# [Directions for this task]
Print every one of the records verbatim, omitting nothing.

★ ★ ★ ★

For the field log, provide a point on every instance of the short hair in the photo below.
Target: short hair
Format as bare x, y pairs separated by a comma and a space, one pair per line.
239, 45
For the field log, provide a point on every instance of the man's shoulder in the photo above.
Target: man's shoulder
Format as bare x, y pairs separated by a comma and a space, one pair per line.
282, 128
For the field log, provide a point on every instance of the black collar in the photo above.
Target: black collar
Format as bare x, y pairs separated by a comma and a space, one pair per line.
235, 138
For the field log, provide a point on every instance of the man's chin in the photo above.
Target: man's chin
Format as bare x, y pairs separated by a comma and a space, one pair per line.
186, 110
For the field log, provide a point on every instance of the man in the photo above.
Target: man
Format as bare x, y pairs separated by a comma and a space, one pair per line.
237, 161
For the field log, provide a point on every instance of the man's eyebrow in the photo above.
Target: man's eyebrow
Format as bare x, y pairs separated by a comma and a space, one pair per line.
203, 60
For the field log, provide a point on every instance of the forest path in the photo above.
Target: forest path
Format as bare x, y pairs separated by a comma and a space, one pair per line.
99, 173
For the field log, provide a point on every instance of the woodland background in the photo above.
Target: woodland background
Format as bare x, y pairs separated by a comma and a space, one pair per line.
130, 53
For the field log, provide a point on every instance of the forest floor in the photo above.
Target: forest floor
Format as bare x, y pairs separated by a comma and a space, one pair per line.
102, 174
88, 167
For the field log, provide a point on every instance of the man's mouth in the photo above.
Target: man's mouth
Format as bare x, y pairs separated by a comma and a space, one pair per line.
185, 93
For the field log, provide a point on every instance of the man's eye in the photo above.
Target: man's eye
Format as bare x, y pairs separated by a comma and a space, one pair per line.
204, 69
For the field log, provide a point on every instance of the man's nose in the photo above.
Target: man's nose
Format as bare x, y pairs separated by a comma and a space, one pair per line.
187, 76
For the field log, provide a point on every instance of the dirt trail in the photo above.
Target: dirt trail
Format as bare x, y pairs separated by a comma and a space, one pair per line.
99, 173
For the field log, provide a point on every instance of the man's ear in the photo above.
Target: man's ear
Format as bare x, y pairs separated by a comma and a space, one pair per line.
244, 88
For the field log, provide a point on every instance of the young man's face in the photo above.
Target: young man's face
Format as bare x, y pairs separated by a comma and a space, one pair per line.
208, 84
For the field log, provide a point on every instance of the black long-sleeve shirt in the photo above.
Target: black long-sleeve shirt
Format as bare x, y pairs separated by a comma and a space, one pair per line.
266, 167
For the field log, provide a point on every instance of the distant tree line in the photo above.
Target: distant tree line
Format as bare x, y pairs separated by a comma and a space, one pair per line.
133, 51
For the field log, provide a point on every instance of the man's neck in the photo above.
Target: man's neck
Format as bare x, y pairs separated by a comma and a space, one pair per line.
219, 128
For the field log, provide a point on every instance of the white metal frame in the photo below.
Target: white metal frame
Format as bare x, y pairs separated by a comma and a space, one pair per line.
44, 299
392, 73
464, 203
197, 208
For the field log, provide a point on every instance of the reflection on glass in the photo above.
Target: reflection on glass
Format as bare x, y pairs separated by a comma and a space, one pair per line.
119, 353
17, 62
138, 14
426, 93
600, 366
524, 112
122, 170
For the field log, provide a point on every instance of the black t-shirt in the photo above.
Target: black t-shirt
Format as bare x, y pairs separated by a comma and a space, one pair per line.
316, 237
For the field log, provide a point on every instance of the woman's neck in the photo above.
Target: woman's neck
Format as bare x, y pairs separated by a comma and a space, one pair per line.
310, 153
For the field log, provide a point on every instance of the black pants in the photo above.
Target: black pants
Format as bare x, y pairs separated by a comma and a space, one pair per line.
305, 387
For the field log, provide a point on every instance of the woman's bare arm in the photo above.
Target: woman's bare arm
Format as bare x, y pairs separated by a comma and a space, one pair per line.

★ ★ ★ ★

# [Result of this task]
For the field log, provide a point on every instance of the short hair in the photo below.
Target: short hair
Format as bare x, y pairs separated by a comma and a space, one pair per line.
239, 45
For the field log, provide a point on every instance of the man's shoulder in the photo above.
Target: man's shoulder
Format as bare x, y pairs separated by a comma and a space, one pair per line.
282, 128
For the field log, provide a point on every instance of the black collar in the photo above.
Target: black collar
Format as bare x, y pairs separated by a comma and a space, one pair per line.
235, 138
For the field log, provide a point on every instance of the man's chin in the photo above.
Target: man's chin
Format as bare x, y pairs separated by a comma and a space, one pair per line.
186, 110
For the field log, provide a point on every instance of the man in the photo above.
Target: man
Format as bare x, y pairs separated by a comma and a space, one pair per line.
237, 161
For the field log, provide a point on every instance of the man's eyebrow in the photo above.
Target: man's eyebrow
Format as bare x, y pairs separated by a comma and a space, one pair per line.
203, 60
For the field log, provide a point on every instance of the forest path in the photo above.
Target: forest path
Format as bare x, y pairs separated by a comma and a space, one pair per line.
99, 173
For the field log, provide a point on every instance of the woodland background in the photo above.
Target: woodland background
Format as bare x, y pairs separated by a comma and a space, one pair per line.
130, 53
For the field log, provide a point on every instance of the forest floor in the photo above.
Target: forest floor
Format as bare x, y pairs separated by a comma and a space, one pair per line.
102, 174
88, 167
For the field log, provide a point on every instance of the man's mouth in the photo above.
Target: man's mouth
Format as bare x, y pairs separated by a comma and a space, one pair per line.
185, 93
For the field log, provide a point on every instance of the man's eye in the photo above.
Target: man's eye
Format as bare x, y pairs separated by a comma and a space, one pair per line.
204, 69
For the field log, provide a point on every instance of the man's nose in the photo above.
Target: man's nose
Format as bare x, y pairs separated by a comma and a space, one pair per line.
187, 76
For the field log, provide a point on every instance of the dirt trail in the photo above.
Target: dirt trail
Format as bare x, y pairs separated by a comma and a space, one pair per line.
99, 173
For the field log, provide a point on every instance of the man's ear in the photo above.
Target: man's ear
Format as bare x, y pairs separated by a comma and a space, one pair per line.
244, 88
For the field log, provide a point on every instance of the young man's face in the photo above.
Target: young man's face
Format as bare x, y pairs separated by a comma and a space, one pair per line.
208, 84
For the field log, provide a point on every instance of the black long-sleeve shirt in the photo above.
Target: black long-sleeve shirt
Format as bare x, y pairs separated by a comma and a space, one pair per line.
266, 167
For the field log, provide a point on every instance of the distant tree line in the photo above.
Target: distant tree line
Format as bare x, y pairs separated by a comma and a space, one pair per line.
133, 51
For the field log, provide a point on every instance of the man's neck in the photo above.
Target: man's neck
Format as bare x, y pairs separated by a comma and a space, one pair per line.
219, 128
For the field log, provide a point on every instance of the white metal frame in the photo below.
Target: white metal frame
Format as bare x, y pairs separated by a comma and a space, one pair per line.
44, 299
392, 73
464, 203
197, 208
For the field log, provide a point on every instance of the reflection on glass in the photo above.
Target: reflection on glass
Format as bare x, y pairs separated by a comma and a space, one pair per line.
119, 353
17, 62
138, 14
426, 93
600, 366
524, 112
122, 170
For the field log, provide a point on every instance of the black t-shirt in the photo above.
Target: black t-shirt
Format as bare x, y pairs separated by a comma and a space, one pair per line.
316, 237
For the field log, provide a point on every instance of the woman's neck in the photo above.
Target: woman's neck
Format as bare x, y pairs separated by a comma and a space, one pair per line.
310, 153
For the field log, provide a point on every instance of the black pants in the photo above.
Target: black pants
Format as bare x, y pairs separated by a comma and a space, one pair per line.
305, 387
For the field log, provide a point on every instance of the woman's bare arm in the photo above.
Target: woman's bare arm
Format as bare x, y pairs separated by a comma and a space, one pair per line.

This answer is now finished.